▸ Your task: Copy the material below word for word, beginning at the line containing "Task: a point for each instance of the knuckle, written" and continuing through the line containing "pixel 555 250", with both of those lines included.

▸ Data shown:
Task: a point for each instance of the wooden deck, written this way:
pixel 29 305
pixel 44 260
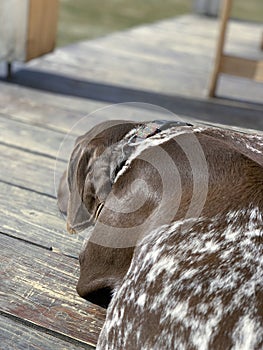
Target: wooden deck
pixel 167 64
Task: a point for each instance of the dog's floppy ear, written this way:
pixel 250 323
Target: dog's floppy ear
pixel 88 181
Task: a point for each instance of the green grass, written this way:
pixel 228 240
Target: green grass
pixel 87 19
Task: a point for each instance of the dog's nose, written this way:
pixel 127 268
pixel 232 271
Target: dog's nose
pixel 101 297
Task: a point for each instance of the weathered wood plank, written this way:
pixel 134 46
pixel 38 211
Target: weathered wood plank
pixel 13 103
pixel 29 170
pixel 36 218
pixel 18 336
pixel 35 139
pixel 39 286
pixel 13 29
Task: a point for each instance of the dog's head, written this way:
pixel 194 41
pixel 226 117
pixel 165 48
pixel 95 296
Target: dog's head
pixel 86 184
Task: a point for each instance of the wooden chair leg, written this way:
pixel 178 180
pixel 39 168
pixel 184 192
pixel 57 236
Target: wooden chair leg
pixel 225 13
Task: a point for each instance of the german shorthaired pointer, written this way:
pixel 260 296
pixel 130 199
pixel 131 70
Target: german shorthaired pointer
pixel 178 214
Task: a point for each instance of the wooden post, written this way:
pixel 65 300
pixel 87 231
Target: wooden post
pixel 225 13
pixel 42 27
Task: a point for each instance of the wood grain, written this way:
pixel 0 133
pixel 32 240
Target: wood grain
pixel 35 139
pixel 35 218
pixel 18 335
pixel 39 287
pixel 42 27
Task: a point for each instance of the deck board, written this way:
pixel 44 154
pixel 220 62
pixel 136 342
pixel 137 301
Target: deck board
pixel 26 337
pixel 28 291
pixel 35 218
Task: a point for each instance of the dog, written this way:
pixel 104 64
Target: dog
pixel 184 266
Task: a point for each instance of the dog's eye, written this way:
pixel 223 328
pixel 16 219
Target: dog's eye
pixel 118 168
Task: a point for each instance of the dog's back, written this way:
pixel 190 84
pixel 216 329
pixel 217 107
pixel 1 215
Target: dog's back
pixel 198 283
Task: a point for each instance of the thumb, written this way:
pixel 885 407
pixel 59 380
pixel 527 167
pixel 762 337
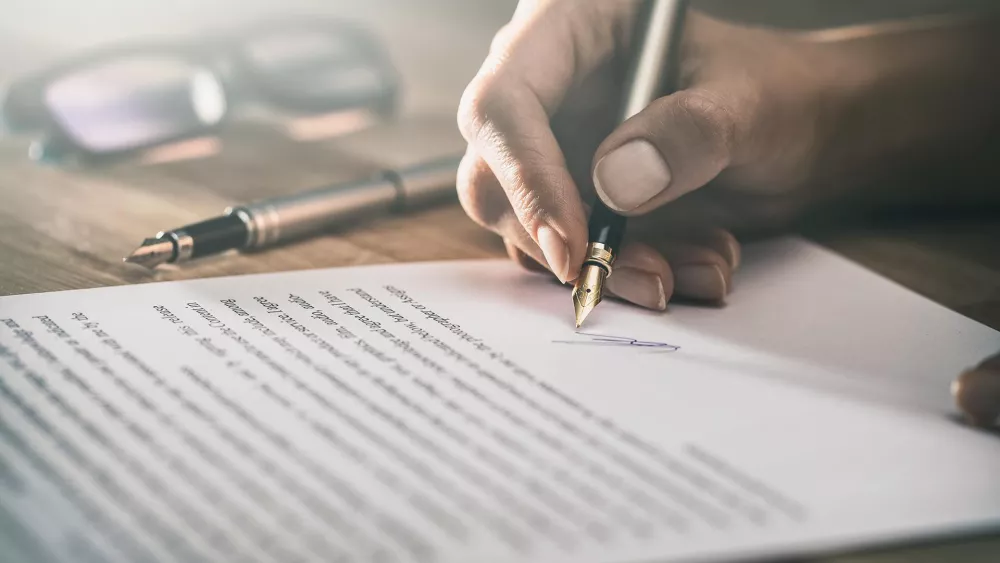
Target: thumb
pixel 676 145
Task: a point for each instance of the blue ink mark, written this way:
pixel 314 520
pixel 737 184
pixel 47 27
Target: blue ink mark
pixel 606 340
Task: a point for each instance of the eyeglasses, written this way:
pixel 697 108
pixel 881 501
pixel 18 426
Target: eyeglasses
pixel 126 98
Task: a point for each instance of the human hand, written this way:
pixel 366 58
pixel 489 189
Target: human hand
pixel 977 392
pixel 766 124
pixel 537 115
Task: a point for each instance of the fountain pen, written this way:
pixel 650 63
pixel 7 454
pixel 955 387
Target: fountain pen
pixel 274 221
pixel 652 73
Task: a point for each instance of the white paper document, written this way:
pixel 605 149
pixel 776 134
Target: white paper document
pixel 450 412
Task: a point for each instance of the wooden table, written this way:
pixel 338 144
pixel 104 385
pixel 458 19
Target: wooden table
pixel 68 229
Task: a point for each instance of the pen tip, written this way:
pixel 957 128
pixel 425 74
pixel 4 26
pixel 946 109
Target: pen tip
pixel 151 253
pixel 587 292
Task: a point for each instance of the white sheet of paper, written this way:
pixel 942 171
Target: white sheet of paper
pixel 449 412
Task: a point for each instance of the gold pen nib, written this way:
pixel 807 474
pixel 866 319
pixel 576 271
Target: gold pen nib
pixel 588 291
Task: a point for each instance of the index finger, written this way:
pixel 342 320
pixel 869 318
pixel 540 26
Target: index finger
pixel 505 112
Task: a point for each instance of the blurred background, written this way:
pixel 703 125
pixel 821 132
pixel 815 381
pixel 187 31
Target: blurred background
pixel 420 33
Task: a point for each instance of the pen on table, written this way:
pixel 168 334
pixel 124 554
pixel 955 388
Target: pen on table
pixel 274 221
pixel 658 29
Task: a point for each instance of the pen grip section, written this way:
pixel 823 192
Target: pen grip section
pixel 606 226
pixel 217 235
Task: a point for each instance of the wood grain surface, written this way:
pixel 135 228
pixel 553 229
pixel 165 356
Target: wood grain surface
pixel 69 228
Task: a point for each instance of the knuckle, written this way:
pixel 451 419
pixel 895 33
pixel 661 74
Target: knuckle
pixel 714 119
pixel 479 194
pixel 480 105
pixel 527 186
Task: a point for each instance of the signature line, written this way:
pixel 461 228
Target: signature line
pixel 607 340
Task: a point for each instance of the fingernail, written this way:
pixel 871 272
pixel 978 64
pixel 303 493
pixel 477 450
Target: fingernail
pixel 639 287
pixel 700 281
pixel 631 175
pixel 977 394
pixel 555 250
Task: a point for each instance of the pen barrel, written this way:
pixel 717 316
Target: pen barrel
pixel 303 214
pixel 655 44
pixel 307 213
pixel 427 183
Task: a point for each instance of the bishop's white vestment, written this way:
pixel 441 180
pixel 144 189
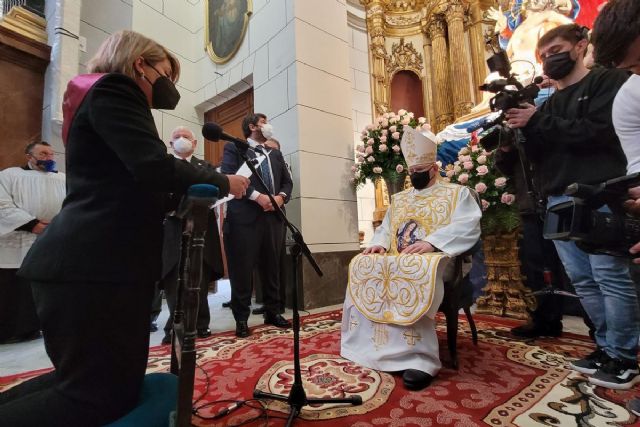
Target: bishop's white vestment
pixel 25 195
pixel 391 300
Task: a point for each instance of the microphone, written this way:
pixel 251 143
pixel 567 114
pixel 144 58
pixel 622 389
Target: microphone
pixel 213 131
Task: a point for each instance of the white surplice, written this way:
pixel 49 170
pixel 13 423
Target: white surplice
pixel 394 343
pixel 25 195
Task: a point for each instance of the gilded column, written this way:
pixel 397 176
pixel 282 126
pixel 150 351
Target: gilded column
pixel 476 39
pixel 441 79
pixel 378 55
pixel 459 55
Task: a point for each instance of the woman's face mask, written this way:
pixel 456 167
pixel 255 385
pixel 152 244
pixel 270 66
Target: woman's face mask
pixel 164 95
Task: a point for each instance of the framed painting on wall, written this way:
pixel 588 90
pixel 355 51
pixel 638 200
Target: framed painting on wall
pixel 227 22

▸ Response below:
Task: a point for each instance of the knuckle, written this way:
pixel 451 419
pixel 895 33
pixel 661 74
Target: knuckle
pixel 714 119
pixel 479 194
pixel 480 105
pixel 527 186
Task: a point for each instance of the signature line, written this way:
pixel 461 228
Target: signature line
pixel 607 340
Task: a point for each instance of the fingernail, written this way:
pixel 871 272
pixel 978 64
pixel 303 493
pixel 477 450
Target: fingernail
pixel 639 287
pixel 700 281
pixel 631 175
pixel 977 394
pixel 555 250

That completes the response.